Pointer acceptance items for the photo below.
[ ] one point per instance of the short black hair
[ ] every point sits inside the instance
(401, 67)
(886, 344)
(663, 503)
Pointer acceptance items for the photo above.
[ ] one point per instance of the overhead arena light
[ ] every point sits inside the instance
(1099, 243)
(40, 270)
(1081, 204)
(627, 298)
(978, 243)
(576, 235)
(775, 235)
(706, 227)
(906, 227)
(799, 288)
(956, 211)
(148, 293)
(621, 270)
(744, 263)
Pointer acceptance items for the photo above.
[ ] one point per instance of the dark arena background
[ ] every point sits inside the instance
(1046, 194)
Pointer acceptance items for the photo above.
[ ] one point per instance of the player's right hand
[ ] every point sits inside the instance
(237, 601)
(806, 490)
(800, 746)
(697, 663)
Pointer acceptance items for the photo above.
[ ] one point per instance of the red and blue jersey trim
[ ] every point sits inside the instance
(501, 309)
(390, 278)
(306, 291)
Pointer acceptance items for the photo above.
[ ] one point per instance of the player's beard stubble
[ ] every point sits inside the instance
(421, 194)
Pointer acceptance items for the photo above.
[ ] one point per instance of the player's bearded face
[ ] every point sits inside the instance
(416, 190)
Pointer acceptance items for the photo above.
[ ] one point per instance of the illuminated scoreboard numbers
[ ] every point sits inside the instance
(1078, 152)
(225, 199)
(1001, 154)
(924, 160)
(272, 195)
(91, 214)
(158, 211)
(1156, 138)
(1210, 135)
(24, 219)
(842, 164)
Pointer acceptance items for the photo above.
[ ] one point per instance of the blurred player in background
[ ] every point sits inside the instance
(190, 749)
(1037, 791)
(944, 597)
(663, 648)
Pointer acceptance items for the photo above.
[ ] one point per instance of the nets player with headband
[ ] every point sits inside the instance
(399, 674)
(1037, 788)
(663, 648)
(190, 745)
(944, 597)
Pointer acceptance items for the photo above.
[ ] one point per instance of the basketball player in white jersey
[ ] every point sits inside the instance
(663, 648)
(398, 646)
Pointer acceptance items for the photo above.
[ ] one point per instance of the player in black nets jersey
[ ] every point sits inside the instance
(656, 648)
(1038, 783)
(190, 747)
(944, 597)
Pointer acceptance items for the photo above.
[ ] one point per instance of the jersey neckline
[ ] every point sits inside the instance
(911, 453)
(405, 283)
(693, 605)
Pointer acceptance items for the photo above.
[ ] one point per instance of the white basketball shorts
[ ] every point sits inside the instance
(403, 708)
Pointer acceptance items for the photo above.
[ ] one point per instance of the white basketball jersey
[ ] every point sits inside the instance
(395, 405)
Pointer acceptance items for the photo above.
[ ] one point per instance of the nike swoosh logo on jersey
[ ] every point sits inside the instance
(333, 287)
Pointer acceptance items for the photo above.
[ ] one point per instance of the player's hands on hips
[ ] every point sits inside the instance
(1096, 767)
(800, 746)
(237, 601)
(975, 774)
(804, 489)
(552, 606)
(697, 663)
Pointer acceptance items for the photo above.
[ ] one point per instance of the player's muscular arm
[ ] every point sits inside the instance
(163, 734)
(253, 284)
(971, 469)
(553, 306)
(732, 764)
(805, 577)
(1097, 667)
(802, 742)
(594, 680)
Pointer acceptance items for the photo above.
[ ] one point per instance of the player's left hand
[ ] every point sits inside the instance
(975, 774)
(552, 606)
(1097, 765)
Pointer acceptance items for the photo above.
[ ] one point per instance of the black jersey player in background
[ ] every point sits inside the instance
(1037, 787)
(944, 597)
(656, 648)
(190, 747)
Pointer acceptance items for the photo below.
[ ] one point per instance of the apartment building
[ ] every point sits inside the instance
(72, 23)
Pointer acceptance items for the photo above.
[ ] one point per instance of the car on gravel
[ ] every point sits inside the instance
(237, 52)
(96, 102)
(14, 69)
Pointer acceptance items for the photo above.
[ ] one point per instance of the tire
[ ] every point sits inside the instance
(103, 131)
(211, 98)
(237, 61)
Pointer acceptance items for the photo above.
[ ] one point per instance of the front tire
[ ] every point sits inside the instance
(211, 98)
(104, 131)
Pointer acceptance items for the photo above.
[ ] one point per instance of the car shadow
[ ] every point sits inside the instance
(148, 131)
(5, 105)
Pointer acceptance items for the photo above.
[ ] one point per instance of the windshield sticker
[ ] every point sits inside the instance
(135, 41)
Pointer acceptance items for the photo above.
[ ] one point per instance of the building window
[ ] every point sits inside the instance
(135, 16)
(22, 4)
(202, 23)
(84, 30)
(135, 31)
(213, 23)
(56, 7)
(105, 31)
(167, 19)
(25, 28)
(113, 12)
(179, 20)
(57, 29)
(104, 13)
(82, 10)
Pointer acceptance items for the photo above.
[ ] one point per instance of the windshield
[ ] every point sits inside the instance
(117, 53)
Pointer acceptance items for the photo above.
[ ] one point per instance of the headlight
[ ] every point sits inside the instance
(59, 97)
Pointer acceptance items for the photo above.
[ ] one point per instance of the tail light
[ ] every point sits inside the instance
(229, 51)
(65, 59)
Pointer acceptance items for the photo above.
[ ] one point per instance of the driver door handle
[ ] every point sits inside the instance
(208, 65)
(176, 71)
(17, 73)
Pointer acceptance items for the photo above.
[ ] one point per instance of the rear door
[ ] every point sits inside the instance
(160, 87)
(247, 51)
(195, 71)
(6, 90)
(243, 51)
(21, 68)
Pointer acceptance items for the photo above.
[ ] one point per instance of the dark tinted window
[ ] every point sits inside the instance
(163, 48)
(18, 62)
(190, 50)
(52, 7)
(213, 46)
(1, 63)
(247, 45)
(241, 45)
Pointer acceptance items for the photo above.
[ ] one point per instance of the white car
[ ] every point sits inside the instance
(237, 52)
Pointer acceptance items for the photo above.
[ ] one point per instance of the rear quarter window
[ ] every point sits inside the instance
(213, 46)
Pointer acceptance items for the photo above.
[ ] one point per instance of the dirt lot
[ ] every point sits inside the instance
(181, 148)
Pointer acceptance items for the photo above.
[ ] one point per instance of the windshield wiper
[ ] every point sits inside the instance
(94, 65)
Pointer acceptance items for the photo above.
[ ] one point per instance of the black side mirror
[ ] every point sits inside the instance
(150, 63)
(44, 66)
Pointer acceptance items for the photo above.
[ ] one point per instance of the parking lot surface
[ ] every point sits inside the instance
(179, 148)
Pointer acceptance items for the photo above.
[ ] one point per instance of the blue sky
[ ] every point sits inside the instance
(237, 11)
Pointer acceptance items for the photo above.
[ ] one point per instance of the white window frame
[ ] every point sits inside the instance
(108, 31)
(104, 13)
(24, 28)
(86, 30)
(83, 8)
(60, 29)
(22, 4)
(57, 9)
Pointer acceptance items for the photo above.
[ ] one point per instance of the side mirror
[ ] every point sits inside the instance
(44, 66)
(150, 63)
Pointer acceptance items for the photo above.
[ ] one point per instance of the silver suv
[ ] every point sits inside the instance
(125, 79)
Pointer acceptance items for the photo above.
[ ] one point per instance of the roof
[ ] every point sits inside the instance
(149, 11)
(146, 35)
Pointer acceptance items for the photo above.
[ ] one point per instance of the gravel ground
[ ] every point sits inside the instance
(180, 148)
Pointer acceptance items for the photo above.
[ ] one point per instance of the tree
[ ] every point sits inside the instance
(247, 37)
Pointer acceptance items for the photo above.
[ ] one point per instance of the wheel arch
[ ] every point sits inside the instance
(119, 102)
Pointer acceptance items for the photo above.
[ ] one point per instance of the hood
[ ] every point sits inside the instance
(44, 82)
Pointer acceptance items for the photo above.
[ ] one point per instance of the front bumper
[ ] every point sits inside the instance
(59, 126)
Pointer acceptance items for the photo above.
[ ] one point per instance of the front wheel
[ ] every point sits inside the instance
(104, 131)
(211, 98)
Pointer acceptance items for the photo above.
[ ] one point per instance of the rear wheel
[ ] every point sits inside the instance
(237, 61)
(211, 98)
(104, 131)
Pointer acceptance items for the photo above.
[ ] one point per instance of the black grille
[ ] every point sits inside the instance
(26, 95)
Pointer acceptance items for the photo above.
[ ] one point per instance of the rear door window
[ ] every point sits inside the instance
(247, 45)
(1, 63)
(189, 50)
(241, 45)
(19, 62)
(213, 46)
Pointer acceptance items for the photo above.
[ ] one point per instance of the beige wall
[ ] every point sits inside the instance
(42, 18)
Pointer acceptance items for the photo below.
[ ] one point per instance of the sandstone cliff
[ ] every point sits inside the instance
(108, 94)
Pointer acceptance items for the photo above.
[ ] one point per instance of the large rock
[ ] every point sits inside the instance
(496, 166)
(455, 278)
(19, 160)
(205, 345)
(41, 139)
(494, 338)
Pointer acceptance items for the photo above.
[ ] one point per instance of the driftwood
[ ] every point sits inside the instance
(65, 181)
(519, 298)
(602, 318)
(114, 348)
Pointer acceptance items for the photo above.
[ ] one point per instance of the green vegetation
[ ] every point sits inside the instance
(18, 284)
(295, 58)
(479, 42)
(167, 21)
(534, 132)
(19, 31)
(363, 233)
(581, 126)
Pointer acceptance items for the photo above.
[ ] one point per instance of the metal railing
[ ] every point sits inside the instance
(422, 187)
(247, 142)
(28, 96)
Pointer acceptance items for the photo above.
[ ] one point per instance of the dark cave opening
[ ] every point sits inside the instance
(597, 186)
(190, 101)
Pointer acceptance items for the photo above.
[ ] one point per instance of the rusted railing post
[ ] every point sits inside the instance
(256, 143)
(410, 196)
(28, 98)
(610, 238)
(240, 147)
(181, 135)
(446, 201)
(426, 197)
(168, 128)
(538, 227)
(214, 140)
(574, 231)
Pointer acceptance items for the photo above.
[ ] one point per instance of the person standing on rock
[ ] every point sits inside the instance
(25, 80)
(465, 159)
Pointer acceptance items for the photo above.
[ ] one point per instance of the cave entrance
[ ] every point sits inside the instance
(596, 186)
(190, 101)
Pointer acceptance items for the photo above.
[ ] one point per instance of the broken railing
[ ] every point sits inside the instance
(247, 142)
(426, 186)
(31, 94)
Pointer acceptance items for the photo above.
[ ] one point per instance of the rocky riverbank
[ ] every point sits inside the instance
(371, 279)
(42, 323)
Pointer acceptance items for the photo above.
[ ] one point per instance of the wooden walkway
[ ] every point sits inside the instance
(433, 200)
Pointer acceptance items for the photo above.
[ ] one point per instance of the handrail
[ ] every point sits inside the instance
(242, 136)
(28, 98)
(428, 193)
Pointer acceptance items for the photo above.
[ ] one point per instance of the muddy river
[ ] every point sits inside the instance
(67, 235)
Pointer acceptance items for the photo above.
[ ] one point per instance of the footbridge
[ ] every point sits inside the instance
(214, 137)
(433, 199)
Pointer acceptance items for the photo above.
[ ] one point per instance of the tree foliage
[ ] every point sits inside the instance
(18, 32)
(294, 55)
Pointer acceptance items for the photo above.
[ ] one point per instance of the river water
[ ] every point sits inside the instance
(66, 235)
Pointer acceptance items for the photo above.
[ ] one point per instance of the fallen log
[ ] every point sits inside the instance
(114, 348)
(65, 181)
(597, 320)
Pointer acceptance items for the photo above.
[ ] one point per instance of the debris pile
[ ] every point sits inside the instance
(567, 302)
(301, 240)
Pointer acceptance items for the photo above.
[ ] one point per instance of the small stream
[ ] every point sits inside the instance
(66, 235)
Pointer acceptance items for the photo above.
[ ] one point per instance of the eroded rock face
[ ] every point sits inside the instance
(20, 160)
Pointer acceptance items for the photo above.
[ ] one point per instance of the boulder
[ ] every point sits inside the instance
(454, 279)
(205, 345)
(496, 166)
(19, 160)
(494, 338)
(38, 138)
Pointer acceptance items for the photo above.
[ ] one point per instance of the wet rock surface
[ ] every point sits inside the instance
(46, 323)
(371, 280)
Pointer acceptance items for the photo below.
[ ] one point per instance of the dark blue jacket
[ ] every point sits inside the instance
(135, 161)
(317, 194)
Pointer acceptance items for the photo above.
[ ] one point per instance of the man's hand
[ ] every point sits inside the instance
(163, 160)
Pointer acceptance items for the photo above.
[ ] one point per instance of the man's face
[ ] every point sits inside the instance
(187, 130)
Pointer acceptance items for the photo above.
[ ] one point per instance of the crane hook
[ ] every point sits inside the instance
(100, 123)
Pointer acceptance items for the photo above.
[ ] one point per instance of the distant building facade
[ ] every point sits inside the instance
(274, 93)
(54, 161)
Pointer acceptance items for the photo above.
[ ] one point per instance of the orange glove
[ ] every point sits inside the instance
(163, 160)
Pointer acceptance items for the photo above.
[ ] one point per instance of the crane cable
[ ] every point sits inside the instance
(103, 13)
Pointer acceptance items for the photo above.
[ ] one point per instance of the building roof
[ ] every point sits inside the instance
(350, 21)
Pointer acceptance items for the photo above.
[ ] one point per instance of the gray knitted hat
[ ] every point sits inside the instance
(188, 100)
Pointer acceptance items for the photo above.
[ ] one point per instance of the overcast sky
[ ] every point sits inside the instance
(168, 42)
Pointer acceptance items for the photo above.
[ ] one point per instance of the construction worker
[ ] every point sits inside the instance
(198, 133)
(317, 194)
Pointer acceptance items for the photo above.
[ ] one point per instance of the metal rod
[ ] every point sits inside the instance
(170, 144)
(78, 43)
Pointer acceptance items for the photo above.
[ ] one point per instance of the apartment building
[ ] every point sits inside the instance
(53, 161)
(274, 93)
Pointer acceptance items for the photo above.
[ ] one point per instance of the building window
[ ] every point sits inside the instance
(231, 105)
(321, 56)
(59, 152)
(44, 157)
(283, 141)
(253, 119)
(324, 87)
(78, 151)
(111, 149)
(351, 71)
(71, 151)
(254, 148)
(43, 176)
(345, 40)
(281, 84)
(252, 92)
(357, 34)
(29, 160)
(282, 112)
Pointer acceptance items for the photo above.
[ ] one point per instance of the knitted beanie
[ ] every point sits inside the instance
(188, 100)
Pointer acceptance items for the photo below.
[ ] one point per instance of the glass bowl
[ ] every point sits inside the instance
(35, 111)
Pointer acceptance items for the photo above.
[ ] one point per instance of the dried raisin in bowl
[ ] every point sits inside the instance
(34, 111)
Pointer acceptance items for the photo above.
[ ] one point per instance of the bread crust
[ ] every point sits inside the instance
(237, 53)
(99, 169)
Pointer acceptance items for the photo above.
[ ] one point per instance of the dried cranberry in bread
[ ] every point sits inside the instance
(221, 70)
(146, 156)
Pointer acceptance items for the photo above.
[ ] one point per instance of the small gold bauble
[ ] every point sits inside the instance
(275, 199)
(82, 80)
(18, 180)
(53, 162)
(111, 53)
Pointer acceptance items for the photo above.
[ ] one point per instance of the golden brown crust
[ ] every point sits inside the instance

## WORK ORDER
Taking the material above one line at a time, count the lines that include "windshield" as a word or string, and give only that number.

## FINAL ANSWER
3